__Required task a__
Which lines of the listing contain the word "locate"? Identify and copy each of them.

__Passage__

--------

Commencement. I reminded the community in a Feb. 2 email about the decision to move to two undergraduate ceremonies beginning this spring. Because this is a substantive change from past practice, we want to be sure it is on everyone’s radar. We are making these changes because of concerns that our single ceremony was too long to provide a meaningful experience for all of our graduates and their families, along with worries about safety and security and community concerns about traffic gridlock. We made this decision after careful consideration of alternatives including other locations.

The College of Liberal Arts and Sciences ceremony will be held on Saturday, May 20 (10 a.m.), and the Schools of Business, Education, Fine and Performing Arts and Science and Engineering on Sunday, May 21 (10 a.m.), both on the Old Main Quad. First World Graduation, a longstanding tradition at New Paltz, will be held Saturday afternoon following the LA&S ceremony, and the Honors Program ceremony on Sunday afternoon. The Graduate School ceremony will continue to be held on Friday, May 19 (6 p.m.) in the Athletic and Wellness Center.

As always, the presence and involvement of academic and professional faculty is essential for making these complex ceremonies run smoothly, and to convey to our graduates and their families the significance of this day in their lives and the life of the College. I hope you will respond positively to the recent email solicitations for marshals and for faculty to participate in the academic processional for these three ceremonies. I thank you in advance for your participation.

Budget. Thank you to everyone who attended the budget forum on Feb. 14, where we shared information about the nature and scope of the challenge we face in aligning expenditures and revenue. The budget presentation and audio are available in the Budget Information section of my.newpaltz.edu for those who could not attend or want to review that discussion. We have faced budget challenges before, twice in recent history, and I am confident that we can make the necessary adjustments in a way that sustains our quality, strength and reputation.

Our budget adjustments must focus on our recurring, base budget – the funding we rely on for ongoing expenses year after year. In addition, we must think about ways that we can reduce or delay one-time expenditures that help us maintain central cash balances that give us more latitude in planning our expenditures.

--------

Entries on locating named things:
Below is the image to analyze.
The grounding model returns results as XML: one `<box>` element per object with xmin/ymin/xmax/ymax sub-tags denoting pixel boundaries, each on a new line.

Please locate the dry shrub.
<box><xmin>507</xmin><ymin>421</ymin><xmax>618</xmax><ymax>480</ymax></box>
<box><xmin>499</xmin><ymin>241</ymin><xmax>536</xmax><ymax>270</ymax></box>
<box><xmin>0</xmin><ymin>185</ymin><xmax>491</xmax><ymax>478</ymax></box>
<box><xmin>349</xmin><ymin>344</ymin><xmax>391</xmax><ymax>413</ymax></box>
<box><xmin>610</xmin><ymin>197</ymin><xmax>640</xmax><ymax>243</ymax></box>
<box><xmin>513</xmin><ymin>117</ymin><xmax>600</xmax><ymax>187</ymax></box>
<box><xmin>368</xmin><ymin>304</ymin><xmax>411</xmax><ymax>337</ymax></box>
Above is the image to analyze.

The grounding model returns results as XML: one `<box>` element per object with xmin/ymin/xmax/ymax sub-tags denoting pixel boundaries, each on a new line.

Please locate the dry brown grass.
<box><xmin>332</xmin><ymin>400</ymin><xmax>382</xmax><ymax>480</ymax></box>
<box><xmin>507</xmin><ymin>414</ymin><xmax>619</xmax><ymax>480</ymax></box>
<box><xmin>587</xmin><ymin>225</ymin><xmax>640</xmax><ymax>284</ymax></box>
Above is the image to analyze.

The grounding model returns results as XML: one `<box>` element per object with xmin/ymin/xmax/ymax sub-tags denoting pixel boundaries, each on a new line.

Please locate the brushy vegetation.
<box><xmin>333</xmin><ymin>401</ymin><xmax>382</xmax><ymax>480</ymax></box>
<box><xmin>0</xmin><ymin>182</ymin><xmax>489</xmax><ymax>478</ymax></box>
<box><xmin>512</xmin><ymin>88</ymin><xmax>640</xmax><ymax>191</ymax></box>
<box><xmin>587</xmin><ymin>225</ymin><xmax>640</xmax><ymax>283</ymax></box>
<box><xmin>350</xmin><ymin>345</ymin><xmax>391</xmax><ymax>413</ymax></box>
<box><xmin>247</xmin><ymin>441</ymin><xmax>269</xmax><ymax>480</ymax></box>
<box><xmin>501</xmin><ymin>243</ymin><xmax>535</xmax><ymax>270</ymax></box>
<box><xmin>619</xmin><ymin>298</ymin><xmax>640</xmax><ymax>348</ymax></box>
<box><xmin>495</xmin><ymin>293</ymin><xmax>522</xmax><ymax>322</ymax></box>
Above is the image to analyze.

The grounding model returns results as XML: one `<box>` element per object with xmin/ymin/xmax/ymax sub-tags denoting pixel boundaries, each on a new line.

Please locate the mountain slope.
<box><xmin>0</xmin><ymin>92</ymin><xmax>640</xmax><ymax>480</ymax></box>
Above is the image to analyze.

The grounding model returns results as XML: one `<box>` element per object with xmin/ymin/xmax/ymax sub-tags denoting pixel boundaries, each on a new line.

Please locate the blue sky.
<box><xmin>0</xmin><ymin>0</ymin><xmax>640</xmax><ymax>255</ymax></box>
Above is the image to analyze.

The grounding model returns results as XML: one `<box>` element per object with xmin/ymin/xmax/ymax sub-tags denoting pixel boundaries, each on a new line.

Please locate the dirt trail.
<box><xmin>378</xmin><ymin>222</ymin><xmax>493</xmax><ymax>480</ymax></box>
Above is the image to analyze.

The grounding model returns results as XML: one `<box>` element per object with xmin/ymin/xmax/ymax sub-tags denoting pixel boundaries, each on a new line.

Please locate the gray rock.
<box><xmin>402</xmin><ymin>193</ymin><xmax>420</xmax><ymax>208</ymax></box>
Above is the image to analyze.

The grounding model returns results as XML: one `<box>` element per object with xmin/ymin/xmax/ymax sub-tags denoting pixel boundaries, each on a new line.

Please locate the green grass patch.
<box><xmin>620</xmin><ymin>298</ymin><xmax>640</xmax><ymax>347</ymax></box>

--------

__Required task b__
How does the campus update on commencement and the budget go on after its final sentence? Write what comes next.

__Task result a__
Please locate the dry shrub.
Please locate the dry brown grass.
Please locate the brushy vegetation.
Please locate the mountain slope.
Please locate the blue sky.
Please locate the dirt trail.
Please locate the gray rock.
Please locate the green grass patch.

__Task result b__
As Provost Arnold, Vice President Halstead, and I shared in a Feb. 16 email message, we are soliciting your suggestions to reduce expenditures and increase revenue, by March 10. Steps currently underway include:

  • A 90-day hold on all vacant positions, with each vacancy to be reviewed by Cabinet; reduction in re-hiring is one of our clearest paths to reduce expenditure. The Provost and I have agreed to let all current faculty searches proceed, while alerting the deans that doing so increases pressure on identifying other ways to reduce expenditures.
  • The restructuring of leadership of extended learning, graduate education, assessment and strategic planning, led by Provost Arnold, has reduced the number of administrative positions from three to two.
  • Administrative units, including the President’s division, are scrutinizing vacant positions to assess impacts of eliminating selected positions, or of delaying filling them.
  • We are all looking at ways to eliminate travel and supplies expenses during the remainder of the current year to increase our end-of-year cash balance.
  • We must aggressively pursue new approaches to increase summer session enrollment, beginning this summer. In the face of the many messages we have been sharing the past few weeks about the need to increase revenue (along with reducing expenditures), I was stunned to learn this week that by current count we are offering 13% fewer courses than last year (about 90 fewer courses) – moving in exactly the wrong direction than we should be. In addition to increasing course offerings and incentivizing student enrollment, we must increase the focus on offering courses that students want and need, less on those that faculty wish to teach, even if that means calling on adjuncts to teach these courses if tenured/tenure-track faculty are not available or are unwilling to teach. In the coming weeks, we will have more conversation about the imperative for change in this and other realms.
  • Each dean is evaluating course offerings during the academic year to identify possible efficiencies that will allow us to reduce instructional costs.
  • Several good ideas for increasing summer and winter session enrollments and graduate enrollment were offered during our most recent Administrative Council meeting, and these are being explored.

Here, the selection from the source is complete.